Stored data
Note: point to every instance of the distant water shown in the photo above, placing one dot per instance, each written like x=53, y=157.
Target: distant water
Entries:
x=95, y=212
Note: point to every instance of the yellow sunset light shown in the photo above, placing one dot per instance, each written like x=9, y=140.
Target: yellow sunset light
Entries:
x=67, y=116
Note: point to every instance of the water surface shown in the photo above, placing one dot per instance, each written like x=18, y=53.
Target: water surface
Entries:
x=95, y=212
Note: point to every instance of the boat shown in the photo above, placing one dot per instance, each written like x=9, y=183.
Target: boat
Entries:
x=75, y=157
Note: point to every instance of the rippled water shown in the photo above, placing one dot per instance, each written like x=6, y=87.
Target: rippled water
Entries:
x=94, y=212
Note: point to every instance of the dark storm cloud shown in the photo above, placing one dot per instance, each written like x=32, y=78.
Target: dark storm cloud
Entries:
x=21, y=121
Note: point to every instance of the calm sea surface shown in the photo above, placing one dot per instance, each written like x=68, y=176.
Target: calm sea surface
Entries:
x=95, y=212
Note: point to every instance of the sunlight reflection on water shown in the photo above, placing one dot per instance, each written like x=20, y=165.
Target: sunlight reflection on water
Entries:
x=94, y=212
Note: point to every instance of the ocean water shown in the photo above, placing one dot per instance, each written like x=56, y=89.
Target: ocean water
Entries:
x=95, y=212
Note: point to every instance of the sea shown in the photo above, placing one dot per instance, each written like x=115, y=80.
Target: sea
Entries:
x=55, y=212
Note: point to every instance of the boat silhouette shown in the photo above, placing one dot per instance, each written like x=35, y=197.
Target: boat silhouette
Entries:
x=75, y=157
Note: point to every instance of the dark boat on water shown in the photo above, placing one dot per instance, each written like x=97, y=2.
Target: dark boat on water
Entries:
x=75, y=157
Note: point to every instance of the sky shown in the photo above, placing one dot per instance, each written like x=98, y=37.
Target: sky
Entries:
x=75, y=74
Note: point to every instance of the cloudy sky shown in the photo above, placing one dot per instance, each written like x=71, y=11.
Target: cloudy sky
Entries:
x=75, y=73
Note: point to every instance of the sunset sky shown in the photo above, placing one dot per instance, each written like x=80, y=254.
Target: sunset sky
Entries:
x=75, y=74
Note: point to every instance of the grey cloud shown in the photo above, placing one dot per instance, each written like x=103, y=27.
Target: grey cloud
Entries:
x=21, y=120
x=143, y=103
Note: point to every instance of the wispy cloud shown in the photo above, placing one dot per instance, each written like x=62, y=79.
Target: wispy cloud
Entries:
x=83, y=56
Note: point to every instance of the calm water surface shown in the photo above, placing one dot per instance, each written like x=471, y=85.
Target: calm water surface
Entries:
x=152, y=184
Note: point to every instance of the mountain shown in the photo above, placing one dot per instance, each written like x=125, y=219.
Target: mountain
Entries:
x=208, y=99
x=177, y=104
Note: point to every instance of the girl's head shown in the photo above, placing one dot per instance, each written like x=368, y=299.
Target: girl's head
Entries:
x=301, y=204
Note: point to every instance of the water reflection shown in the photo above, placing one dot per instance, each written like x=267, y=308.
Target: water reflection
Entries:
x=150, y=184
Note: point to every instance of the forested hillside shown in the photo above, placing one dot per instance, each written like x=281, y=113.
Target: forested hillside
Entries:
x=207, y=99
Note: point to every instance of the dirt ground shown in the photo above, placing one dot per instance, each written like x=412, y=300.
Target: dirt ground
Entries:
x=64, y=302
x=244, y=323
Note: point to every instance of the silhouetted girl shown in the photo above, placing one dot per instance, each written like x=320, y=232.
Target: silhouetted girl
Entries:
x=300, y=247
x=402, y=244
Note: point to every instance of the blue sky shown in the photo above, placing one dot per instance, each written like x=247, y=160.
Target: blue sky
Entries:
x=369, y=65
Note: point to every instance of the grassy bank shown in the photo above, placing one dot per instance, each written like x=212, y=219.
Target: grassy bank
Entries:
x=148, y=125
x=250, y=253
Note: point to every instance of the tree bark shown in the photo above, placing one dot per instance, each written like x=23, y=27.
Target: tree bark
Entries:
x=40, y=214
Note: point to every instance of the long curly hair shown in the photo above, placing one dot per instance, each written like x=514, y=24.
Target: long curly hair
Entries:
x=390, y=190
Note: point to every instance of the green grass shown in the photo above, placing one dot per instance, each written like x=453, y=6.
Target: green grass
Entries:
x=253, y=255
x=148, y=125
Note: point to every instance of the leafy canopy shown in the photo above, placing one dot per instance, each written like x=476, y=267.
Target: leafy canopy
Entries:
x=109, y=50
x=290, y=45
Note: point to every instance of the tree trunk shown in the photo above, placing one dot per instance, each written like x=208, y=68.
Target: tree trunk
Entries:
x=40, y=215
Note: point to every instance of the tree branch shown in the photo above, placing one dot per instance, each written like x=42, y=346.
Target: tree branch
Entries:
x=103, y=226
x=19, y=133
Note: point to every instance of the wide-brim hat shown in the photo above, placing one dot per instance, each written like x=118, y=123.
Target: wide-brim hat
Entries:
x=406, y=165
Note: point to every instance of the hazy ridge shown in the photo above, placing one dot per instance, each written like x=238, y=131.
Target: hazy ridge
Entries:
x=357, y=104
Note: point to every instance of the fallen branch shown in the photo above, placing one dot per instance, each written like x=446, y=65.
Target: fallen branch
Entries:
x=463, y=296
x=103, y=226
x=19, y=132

Task goal
Out of the entries, pull every line that mentions "calm".

Completed exercise
Note: point to every instance of the calm sea surface shown in the photo above, placing one dot per instance, each written like x=68, y=176.
Target: calm sea surface
Note: point to every instance of the calm water surface shown in the photo above, placing one dot per instance, each written like x=471, y=85.
Target: calm water surface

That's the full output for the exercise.